(Records held in a dataset)
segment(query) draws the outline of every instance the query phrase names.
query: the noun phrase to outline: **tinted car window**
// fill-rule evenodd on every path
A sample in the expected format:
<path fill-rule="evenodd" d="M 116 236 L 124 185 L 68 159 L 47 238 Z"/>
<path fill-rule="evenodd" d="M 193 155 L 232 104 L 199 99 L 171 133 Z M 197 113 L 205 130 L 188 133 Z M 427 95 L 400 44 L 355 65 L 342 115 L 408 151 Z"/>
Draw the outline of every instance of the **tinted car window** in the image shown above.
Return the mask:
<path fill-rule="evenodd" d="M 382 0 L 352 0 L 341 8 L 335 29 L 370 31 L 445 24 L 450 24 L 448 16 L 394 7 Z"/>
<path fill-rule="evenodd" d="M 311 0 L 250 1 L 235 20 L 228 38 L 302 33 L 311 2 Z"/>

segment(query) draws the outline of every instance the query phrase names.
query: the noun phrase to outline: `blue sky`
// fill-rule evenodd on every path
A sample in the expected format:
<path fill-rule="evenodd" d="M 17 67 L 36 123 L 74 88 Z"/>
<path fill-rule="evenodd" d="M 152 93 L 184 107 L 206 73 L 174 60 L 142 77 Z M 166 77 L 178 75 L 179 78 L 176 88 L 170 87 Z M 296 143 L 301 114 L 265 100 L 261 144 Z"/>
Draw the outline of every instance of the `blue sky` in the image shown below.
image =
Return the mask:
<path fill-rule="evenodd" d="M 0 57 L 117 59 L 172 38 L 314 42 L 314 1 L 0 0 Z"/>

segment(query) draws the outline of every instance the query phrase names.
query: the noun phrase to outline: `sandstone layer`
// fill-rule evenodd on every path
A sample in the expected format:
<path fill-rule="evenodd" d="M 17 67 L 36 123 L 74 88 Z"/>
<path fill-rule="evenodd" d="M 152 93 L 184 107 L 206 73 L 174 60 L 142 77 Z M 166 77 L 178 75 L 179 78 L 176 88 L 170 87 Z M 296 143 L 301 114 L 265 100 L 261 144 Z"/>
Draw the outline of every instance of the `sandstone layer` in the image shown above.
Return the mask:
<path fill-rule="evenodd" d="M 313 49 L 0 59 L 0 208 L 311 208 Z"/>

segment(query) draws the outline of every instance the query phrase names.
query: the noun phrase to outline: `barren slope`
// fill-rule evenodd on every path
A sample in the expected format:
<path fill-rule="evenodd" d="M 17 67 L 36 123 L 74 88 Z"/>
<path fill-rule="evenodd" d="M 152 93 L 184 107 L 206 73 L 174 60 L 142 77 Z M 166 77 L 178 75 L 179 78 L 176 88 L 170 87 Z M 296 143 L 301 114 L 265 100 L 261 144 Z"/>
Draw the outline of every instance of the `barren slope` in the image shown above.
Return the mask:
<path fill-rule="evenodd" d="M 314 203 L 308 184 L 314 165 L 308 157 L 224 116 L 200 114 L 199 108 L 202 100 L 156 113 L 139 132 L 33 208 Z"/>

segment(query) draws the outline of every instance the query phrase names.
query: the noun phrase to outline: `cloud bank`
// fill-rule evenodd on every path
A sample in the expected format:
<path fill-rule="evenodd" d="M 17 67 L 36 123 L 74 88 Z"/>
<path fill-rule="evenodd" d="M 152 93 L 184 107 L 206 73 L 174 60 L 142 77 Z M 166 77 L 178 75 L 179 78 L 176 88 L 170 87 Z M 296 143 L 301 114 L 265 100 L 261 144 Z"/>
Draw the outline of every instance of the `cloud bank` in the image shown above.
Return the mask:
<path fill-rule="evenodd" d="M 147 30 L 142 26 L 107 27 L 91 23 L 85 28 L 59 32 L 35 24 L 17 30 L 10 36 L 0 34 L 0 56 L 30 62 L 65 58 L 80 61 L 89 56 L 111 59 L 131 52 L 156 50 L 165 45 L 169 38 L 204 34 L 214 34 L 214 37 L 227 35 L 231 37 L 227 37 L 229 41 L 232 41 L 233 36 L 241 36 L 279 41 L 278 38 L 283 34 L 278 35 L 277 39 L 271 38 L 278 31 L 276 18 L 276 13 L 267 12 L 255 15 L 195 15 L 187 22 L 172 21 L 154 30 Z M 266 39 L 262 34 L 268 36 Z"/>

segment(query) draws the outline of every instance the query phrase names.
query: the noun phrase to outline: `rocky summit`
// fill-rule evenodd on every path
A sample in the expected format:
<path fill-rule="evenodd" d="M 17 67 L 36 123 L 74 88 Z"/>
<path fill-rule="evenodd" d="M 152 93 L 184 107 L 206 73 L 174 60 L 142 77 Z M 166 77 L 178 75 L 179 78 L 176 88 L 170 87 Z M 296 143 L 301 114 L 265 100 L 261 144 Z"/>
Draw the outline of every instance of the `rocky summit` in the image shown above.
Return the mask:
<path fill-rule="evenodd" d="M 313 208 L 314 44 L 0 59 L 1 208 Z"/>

- Exercise brief
Please rescale the lines above, from the start of the records up to and including the line with "311 0 L 250". Write every one of those lines again in full, multiplying each coordinate in the answers by 2.6 and rounding to whole numbers with halves going up.

- Final result
segment(query) draws the outline of every instance the query phrase names.
query: the noun phrase to outline: **tinted car window**
// fill-rule evenodd on every path
A sample in the expected format:
<path fill-rule="evenodd" d="M 116 236 L 124 185 L 68 159 L 47 238 Z"/>
<path fill-rule="evenodd" d="M 193 155 L 232 104 L 199 99 L 171 133 Z M 197 113 L 205 130 L 188 133 Z M 427 95 L 400 44 L 355 65 L 342 115 L 408 151 Z"/>
Draw the outline of every instance of the **tinted car window** in the image shown above.
Return the mask:
<path fill-rule="evenodd" d="M 993 0 L 915 0 L 887 21 L 871 75 L 962 81 L 1157 62 L 1170 62 L 1165 42 L 1024 18 Z"/>
<path fill-rule="evenodd" d="M 809 0 L 650 3 L 611 52 L 593 99 L 785 86 L 809 5 Z"/>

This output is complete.